→ **GIVEN PASSAGE**
— START —
Adjusting to God’s Pace…

The rows of orderly traffic surprised me; each car in its lane, no one jumping the lights and hardly anyone honking their horns. We had just stepped off the plane from Ulaanbaatar and were waiting to cross the road. The cars in America readily stopped for pedestrians and, unlike many Mongolian cars, most appeared to be in pristine condition with few scraps and dents.

‘Metallic horses.’ That’s a phrase many Mongolians use when talking about their cars. The phrase always makes me smile because it conjures a picture of cars weaving in and out of city traffic at breakneck speed. Not only that, but it also reminds me of the daring ways in which many Mongolian drivers venture up trackless hillsides and cross flowing rivers. Admittedly, there are those who are sedate and treat their vehicles with more care.

Although battered and chronically ailing vehicles continue to fill the streets, spewing out noxious fumes as they go, it is easy to fill a car with what it needs and expect it to keep going no matter what. However, maintaining a vehicle in Ulaanbaatar so that it runs at its optimum takes a little more thought.
— END —
Copy out the full passage above on cars and driving in Mongolia, from its title to its final sentence, without altering a word.

→ **RECORDED DATA**
— START —
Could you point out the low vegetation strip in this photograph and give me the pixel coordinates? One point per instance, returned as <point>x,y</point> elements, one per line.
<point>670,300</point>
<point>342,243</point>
— END —
→ **ANSWER IN FULL**
Adjusting to God’s Pace…

The rows of orderly traffic surprised me; each car in its lane, no one jumping the lights and hardly anyone honking their horns. We had just stepped off the plane from Ulaanbaatar and were waiting to cross the road. The cars in America readily stopped for pedestrians and, unlike many Mongolian cars, most appeared to be in pristine condition with few scraps and dents.

‘Metallic horses.’ That’s a phrase many Mongolians use when talking about their cars. The phrase always makes me smile because it conjures a picture of cars weaving in and out of city traffic at breakneck speed. Not only that, but it also reminds me of the daring ways in which many Mongolian drivers venture up trackless hillsides and cross flowing rivers. Admittedly, there are those who are sedate and treat their vehicles with more care.

Although battered and chronically ailing vehicles continue to fill the streets, spewing out noxious fumes as they go, it is easy to fill a car with what it needs and expect it to keep going no matter what. However, maintaining a vehicle in Ulaanbaatar so that it runs at its optimum takes a little more thought.